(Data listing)
━━━━━━━━━━━━━━━━

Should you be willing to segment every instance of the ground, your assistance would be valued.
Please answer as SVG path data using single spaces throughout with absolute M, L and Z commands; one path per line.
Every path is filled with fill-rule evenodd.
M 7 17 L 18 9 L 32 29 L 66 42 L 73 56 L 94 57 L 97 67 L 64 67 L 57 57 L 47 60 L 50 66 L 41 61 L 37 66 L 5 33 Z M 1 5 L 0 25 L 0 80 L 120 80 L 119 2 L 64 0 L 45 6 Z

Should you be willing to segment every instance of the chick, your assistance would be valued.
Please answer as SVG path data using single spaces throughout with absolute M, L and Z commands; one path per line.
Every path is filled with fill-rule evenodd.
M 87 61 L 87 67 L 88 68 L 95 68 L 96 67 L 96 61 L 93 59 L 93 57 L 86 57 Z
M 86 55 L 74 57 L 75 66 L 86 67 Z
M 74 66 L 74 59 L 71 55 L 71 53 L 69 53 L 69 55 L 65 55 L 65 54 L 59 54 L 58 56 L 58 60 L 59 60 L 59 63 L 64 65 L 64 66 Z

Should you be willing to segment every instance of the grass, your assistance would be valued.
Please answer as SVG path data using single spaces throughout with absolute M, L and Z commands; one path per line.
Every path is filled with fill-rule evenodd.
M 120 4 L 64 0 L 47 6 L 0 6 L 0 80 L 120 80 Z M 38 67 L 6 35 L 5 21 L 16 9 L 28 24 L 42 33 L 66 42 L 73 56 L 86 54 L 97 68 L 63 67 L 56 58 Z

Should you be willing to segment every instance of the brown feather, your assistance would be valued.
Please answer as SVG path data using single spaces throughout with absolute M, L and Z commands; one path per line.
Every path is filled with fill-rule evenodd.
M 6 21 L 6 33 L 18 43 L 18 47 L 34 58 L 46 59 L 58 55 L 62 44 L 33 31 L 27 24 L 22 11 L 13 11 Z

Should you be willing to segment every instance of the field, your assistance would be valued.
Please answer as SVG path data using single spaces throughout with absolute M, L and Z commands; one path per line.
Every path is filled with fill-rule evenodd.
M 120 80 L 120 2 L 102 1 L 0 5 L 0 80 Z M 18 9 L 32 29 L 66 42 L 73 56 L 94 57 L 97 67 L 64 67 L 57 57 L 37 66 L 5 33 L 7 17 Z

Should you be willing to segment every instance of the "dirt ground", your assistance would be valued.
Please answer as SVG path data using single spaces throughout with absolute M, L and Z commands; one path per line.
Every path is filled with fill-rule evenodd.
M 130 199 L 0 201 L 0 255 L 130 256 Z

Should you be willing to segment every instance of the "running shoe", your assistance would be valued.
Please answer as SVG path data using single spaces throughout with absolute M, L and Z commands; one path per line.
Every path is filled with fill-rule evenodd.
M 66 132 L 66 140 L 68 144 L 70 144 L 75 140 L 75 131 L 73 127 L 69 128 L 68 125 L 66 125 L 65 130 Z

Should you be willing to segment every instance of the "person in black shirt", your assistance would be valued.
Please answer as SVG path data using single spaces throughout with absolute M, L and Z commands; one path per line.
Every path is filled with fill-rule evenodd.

━━━━━━━━━━━━━━━━

▸ **Objective**
Rewrite every entry above, replacing "your assistance would be valued" with "your help would be appreciated" wherever it occurs and keeping everything else the same.

▸ **Task answer**
Should you be willing to segment every instance of the ground, your help would be appreciated.
Please answer as SVG path data using single spaces throughout with absolute M, L and Z commands; one path per line.
Every path is filled with fill-rule evenodd.
M 7 17 L 18 9 L 32 29 L 66 42 L 73 56 L 94 57 L 97 67 L 64 67 L 57 57 L 47 60 L 50 66 L 41 61 L 37 66 L 5 33 Z M 1 5 L 0 25 L 0 80 L 120 80 L 119 2 L 64 0 L 45 6 Z

Should you be willing to segment every instance of the chick, your help would be appreciated.
Please answer as SVG path data using single spaces throughout with absolute M, L and Z commands; one path per line.
Every path is filled with fill-rule evenodd.
M 87 61 L 87 67 L 88 68 L 95 68 L 96 67 L 96 61 L 93 59 L 93 57 L 86 57 Z
M 86 55 L 74 57 L 75 66 L 86 67 Z
M 74 66 L 74 59 L 71 55 L 71 53 L 69 53 L 69 55 L 65 55 L 65 54 L 59 54 L 58 56 L 58 60 L 59 60 L 59 63 L 64 65 L 64 66 Z

Should you be willing to segment every instance of the grass, your help would be appreciated.
Please answer as SVG path data using single spaces throughout with absolute M, L and Z commands; one path per line.
Every path is filled with fill-rule evenodd.
M 120 4 L 64 0 L 47 6 L 0 6 L 0 80 L 120 80 Z M 38 67 L 6 35 L 5 21 L 16 9 L 28 24 L 42 33 L 66 42 L 73 56 L 86 54 L 97 68 L 63 67 L 56 58 Z

Should you be willing to segment every instance of the brown feather, your help would be appreciated.
Please answer as SVG path data using single spaces throughout with absolute M, L and Z commands; one path per line.
Every path is filled with fill-rule evenodd.
M 6 21 L 6 33 L 18 43 L 18 47 L 34 58 L 46 59 L 58 55 L 62 44 L 33 31 L 27 24 L 22 11 L 13 11 Z

Should you be willing to segment every instance of the field, your help would be appreciated.
Please answer as SVG path data using single spaces throughout with absolute M, L and Z commands; one path per line.
Every path is filled with fill-rule evenodd.
M 120 80 L 120 2 L 102 1 L 0 5 L 0 80 Z M 18 9 L 32 29 L 66 42 L 73 56 L 94 57 L 97 67 L 64 67 L 57 57 L 37 66 L 5 33 L 7 17 Z

Should you be willing to segment every instance of the "dirt ground", your help would be appreciated.
Please answer as SVG path data using single spaces throughout with absolute M, L and Z commands; one path per line.
Every path is filled with fill-rule evenodd.
M 130 199 L 0 201 L 0 255 L 130 256 Z

Should you be willing to segment every instance of the "running shoe", your help would be appreciated.
Please answer as SVG path data using single spaces throughout with absolute M, L and Z commands; one path per line.
Every path is filled with fill-rule evenodd.
M 66 132 L 66 140 L 68 144 L 70 144 L 75 140 L 75 131 L 73 127 L 69 128 L 68 125 L 66 125 L 65 130 Z

Should you be willing to segment every instance of the "person in black shirt", your help would be appreciated.
Please answer as SVG path data using single spaces throughout with absolute M, L and Z commands; one path per line.
Every path is filled with fill-rule evenodd.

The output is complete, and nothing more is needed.